━━━ INPUT MATERIAL ━━━

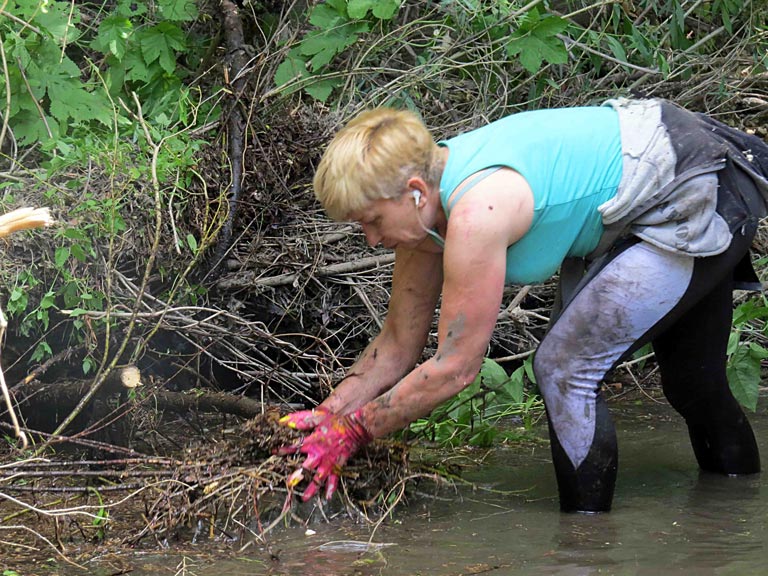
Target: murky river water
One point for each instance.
(667, 519)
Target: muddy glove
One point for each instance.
(305, 419)
(328, 448)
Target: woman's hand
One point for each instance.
(328, 448)
(305, 419)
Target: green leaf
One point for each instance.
(617, 48)
(492, 374)
(325, 16)
(535, 41)
(42, 351)
(48, 300)
(113, 35)
(160, 43)
(322, 46)
(294, 66)
(358, 9)
(743, 373)
(513, 388)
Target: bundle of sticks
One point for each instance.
(19, 219)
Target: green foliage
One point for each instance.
(475, 415)
(536, 41)
(67, 75)
(745, 354)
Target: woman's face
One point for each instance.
(391, 222)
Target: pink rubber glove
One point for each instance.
(305, 419)
(328, 448)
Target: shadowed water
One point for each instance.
(668, 518)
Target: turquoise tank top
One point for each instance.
(571, 159)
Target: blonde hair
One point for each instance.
(373, 157)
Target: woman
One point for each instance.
(648, 209)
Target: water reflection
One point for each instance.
(668, 519)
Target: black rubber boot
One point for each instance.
(589, 488)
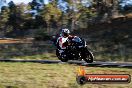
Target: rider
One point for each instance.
(62, 41)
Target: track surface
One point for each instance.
(94, 64)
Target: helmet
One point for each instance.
(65, 32)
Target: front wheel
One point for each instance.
(61, 57)
(88, 56)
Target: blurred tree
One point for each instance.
(4, 15)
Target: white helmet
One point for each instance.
(65, 31)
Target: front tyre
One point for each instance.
(61, 57)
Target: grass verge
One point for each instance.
(36, 75)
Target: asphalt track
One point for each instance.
(82, 63)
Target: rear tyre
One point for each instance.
(88, 56)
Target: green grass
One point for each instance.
(36, 75)
(44, 56)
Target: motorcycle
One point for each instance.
(76, 49)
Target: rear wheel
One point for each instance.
(88, 56)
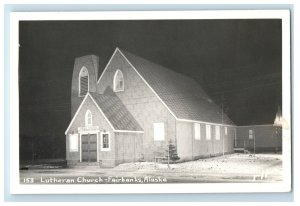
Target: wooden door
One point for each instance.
(89, 147)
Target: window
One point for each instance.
(159, 131)
(105, 141)
(208, 132)
(83, 81)
(197, 131)
(251, 134)
(217, 134)
(88, 118)
(73, 142)
(118, 81)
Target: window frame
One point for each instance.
(71, 149)
(79, 81)
(88, 116)
(197, 131)
(115, 79)
(251, 134)
(101, 142)
(155, 125)
(208, 134)
(217, 132)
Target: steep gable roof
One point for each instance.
(181, 94)
(115, 111)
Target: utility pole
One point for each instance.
(223, 136)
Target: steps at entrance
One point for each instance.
(241, 150)
(87, 164)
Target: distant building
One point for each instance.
(261, 138)
(135, 108)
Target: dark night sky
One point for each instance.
(237, 59)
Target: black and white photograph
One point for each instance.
(159, 101)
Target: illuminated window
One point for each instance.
(208, 132)
(118, 81)
(73, 142)
(197, 131)
(105, 141)
(83, 81)
(88, 118)
(251, 134)
(159, 131)
(217, 132)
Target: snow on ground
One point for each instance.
(233, 163)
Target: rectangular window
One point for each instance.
(250, 134)
(159, 131)
(105, 141)
(208, 132)
(73, 142)
(217, 134)
(197, 131)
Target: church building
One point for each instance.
(135, 109)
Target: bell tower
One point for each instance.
(84, 79)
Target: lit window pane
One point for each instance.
(159, 131)
(73, 142)
(197, 131)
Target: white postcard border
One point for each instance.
(17, 188)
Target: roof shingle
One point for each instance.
(182, 94)
(115, 111)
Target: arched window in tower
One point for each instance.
(88, 119)
(83, 81)
(118, 81)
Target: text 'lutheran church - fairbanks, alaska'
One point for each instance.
(137, 108)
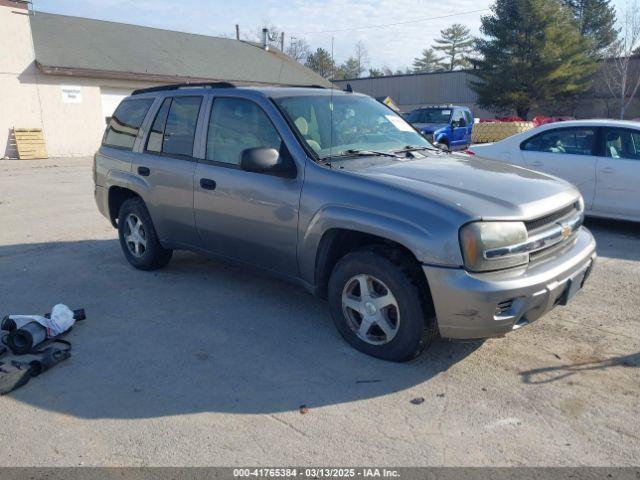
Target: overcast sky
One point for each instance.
(391, 46)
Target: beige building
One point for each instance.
(66, 75)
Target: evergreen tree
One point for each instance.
(532, 53)
(321, 62)
(596, 21)
(456, 44)
(427, 62)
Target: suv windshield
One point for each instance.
(430, 115)
(342, 125)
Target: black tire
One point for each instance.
(417, 326)
(153, 256)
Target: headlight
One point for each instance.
(478, 237)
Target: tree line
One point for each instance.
(529, 52)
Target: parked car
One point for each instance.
(600, 157)
(336, 192)
(448, 125)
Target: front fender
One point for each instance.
(419, 240)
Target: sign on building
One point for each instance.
(71, 94)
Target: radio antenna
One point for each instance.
(333, 74)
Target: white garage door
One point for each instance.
(111, 98)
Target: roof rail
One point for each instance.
(178, 86)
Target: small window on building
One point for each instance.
(236, 125)
(125, 123)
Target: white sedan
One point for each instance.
(600, 157)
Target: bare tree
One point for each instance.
(298, 49)
(620, 71)
(274, 35)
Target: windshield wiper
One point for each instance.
(415, 148)
(364, 153)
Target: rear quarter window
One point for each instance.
(124, 125)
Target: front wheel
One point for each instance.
(138, 237)
(380, 304)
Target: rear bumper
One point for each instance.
(467, 304)
(102, 200)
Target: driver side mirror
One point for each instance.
(267, 160)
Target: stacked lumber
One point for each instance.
(29, 143)
(493, 131)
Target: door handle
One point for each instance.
(207, 184)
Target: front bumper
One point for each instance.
(477, 305)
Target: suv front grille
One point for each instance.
(552, 218)
(546, 223)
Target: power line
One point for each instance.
(364, 27)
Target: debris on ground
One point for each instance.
(35, 343)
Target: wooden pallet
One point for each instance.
(29, 143)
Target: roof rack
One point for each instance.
(178, 86)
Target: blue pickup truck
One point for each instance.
(450, 125)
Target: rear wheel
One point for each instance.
(138, 237)
(380, 304)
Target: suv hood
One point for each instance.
(478, 188)
(430, 127)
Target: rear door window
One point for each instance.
(180, 128)
(156, 135)
(124, 125)
(174, 128)
(572, 141)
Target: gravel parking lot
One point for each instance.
(207, 364)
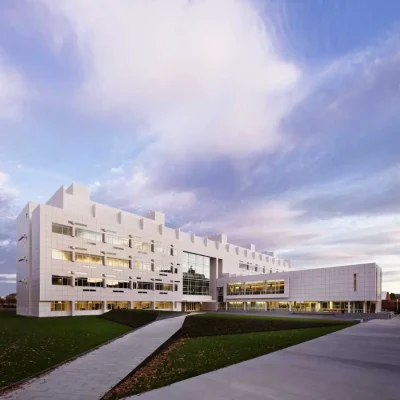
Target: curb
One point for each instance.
(163, 346)
(6, 390)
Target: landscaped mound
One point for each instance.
(226, 339)
(29, 345)
(230, 324)
(133, 318)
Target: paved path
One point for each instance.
(94, 374)
(357, 363)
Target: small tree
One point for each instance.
(11, 299)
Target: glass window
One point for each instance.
(158, 247)
(254, 288)
(117, 262)
(142, 305)
(139, 244)
(164, 286)
(145, 285)
(61, 280)
(163, 305)
(89, 235)
(117, 305)
(117, 240)
(88, 305)
(60, 306)
(61, 255)
(62, 229)
(88, 258)
(118, 284)
(95, 282)
(196, 274)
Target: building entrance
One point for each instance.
(189, 306)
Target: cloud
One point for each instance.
(197, 77)
(13, 91)
(138, 190)
(8, 276)
(9, 208)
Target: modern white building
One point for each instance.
(79, 257)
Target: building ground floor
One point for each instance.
(95, 307)
(305, 306)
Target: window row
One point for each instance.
(98, 282)
(137, 242)
(113, 262)
(110, 305)
(250, 288)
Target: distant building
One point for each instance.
(79, 257)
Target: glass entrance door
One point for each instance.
(189, 307)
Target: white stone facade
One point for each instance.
(352, 288)
(68, 240)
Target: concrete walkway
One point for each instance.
(361, 362)
(94, 374)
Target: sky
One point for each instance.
(275, 122)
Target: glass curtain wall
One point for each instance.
(252, 288)
(196, 274)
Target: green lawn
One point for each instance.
(132, 318)
(227, 324)
(136, 318)
(30, 345)
(188, 357)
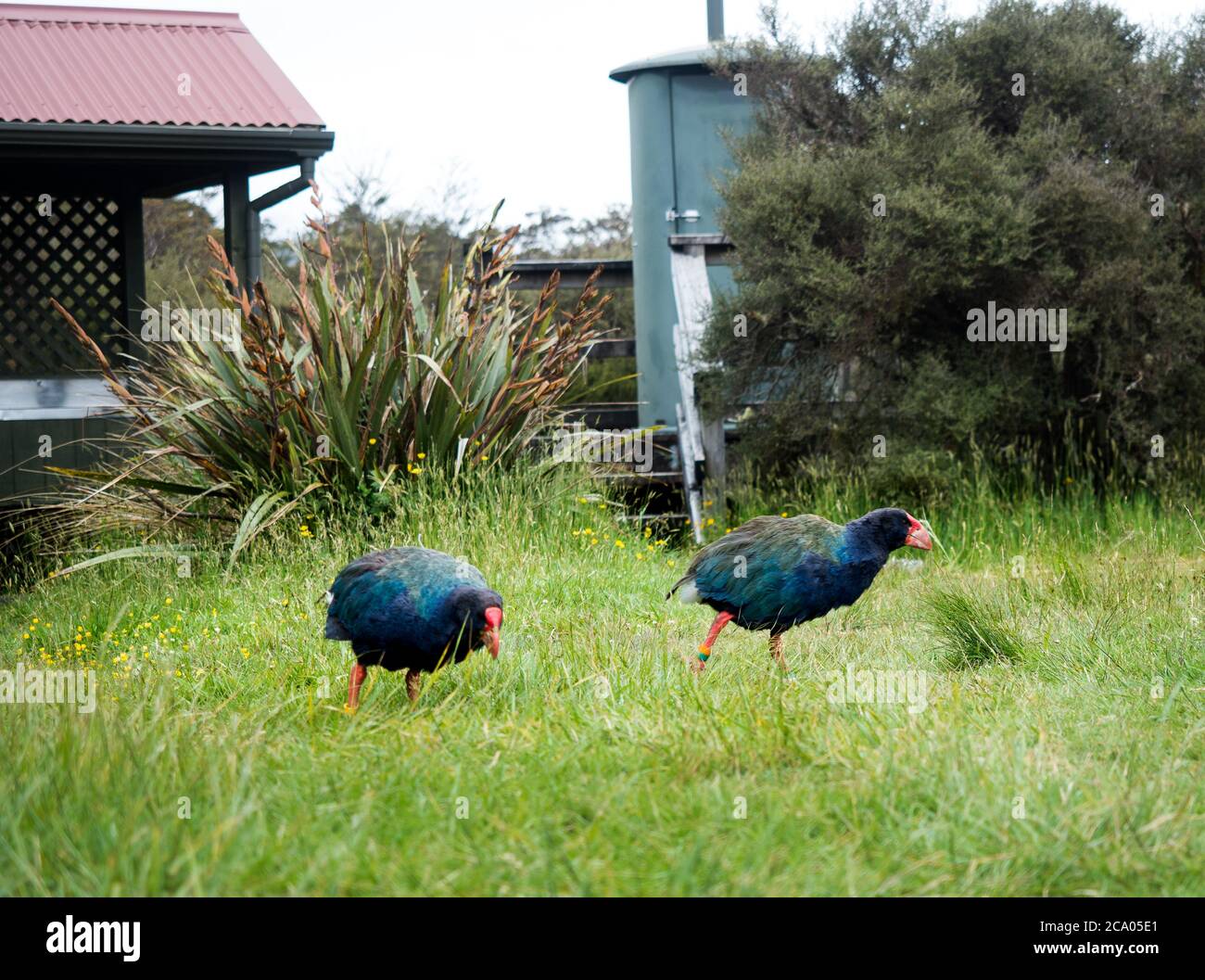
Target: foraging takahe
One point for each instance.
(411, 607)
(774, 573)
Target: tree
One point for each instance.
(923, 168)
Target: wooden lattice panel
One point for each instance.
(72, 253)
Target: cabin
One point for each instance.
(100, 109)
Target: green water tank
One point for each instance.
(679, 113)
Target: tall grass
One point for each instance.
(356, 385)
(587, 759)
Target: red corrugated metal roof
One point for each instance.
(113, 65)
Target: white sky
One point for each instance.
(490, 93)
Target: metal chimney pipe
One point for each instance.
(715, 19)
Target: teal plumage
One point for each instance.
(409, 607)
(772, 573)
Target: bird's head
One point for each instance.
(895, 528)
(490, 637)
(481, 613)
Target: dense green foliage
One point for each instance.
(858, 314)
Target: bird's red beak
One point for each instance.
(493, 630)
(917, 537)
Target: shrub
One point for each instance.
(357, 382)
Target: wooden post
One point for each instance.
(235, 206)
(133, 268)
(715, 481)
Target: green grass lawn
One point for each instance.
(587, 759)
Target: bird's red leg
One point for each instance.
(353, 685)
(776, 650)
(719, 622)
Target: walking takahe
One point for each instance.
(411, 607)
(774, 573)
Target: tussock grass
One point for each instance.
(586, 759)
(974, 630)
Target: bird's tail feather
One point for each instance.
(690, 594)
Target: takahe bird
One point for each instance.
(411, 607)
(774, 573)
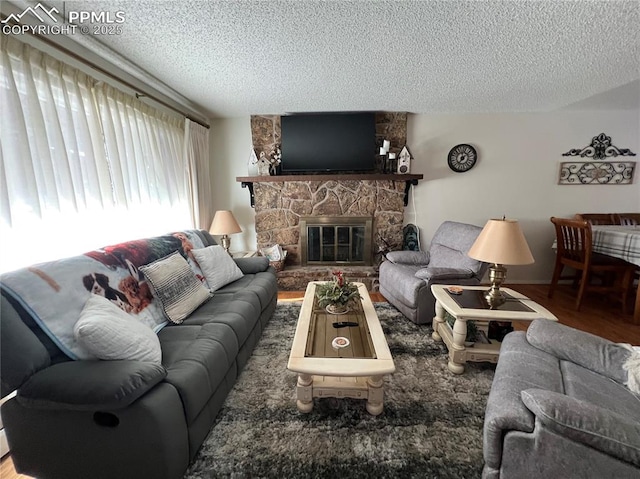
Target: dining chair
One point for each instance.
(628, 219)
(598, 218)
(574, 250)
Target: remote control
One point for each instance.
(344, 324)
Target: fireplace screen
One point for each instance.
(336, 240)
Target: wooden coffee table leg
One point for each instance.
(438, 320)
(375, 397)
(459, 336)
(304, 392)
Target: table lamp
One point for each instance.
(224, 224)
(500, 242)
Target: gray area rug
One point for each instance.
(431, 426)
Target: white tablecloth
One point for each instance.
(619, 241)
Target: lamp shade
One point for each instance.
(501, 242)
(224, 223)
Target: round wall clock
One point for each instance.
(462, 158)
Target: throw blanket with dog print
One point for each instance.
(54, 293)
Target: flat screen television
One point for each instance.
(326, 142)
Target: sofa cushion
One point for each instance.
(586, 385)
(217, 266)
(109, 333)
(401, 282)
(605, 430)
(174, 284)
(240, 312)
(433, 274)
(595, 353)
(416, 258)
(443, 257)
(632, 366)
(261, 284)
(197, 359)
(90, 385)
(520, 367)
(28, 354)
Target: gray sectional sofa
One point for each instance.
(559, 408)
(406, 277)
(124, 418)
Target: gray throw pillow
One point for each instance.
(107, 332)
(175, 286)
(217, 266)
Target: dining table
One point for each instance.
(620, 242)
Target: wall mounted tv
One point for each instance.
(327, 142)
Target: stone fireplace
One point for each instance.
(330, 240)
(282, 203)
(280, 206)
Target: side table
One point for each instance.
(471, 306)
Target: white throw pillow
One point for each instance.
(174, 285)
(218, 267)
(107, 332)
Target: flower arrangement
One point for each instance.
(274, 159)
(338, 294)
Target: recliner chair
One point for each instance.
(406, 277)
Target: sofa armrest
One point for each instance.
(90, 385)
(255, 264)
(586, 423)
(587, 350)
(434, 274)
(408, 257)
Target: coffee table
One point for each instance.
(471, 306)
(356, 371)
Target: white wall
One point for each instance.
(516, 174)
(230, 148)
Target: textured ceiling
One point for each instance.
(237, 58)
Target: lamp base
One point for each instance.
(495, 297)
(225, 241)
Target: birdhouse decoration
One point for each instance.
(404, 161)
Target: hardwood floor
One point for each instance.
(597, 316)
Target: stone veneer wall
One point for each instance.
(279, 206)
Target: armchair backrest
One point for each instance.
(450, 245)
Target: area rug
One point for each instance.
(431, 426)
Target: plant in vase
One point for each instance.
(338, 294)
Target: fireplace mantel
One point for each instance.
(409, 179)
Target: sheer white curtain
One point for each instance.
(150, 175)
(197, 155)
(82, 165)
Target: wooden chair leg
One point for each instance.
(583, 286)
(557, 271)
(627, 285)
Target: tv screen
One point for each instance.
(320, 142)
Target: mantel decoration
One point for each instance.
(598, 172)
(338, 295)
(273, 159)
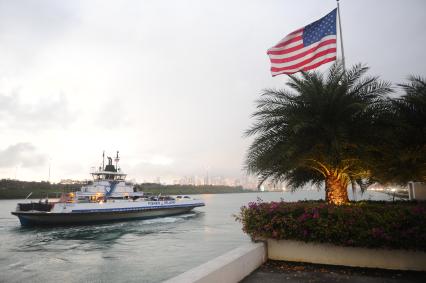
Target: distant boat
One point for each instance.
(107, 198)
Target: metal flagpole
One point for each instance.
(341, 37)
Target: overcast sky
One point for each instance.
(171, 84)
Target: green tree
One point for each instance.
(318, 130)
(403, 152)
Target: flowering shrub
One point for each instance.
(396, 225)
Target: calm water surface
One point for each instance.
(135, 251)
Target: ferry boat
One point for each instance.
(107, 198)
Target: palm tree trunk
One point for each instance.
(336, 191)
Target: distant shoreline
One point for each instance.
(14, 189)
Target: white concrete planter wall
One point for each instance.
(349, 256)
(231, 267)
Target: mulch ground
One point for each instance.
(284, 271)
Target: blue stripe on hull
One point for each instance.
(134, 208)
(31, 223)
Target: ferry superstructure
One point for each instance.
(108, 198)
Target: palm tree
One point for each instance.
(317, 131)
(403, 155)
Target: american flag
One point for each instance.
(306, 48)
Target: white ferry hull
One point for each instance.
(32, 218)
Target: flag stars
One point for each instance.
(317, 30)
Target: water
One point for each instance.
(135, 251)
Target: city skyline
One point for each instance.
(172, 85)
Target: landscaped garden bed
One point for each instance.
(392, 225)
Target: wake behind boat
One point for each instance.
(107, 198)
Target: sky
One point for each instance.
(170, 84)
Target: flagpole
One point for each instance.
(341, 37)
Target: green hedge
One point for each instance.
(395, 225)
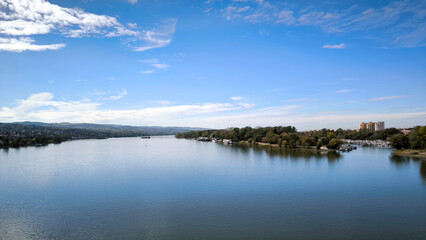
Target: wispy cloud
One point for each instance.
(398, 22)
(25, 44)
(337, 46)
(152, 60)
(344, 90)
(148, 71)
(160, 65)
(43, 107)
(299, 100)
(116, 97)
(155, 64)
(156, 38)
(19, 20)
(377, 99)
(385, 98)
(237, 98)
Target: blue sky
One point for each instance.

━━━

Find and copy each line above holding "hull".

**RESPONSE:**
Target: blue stripe on hull
Target: white ferry hull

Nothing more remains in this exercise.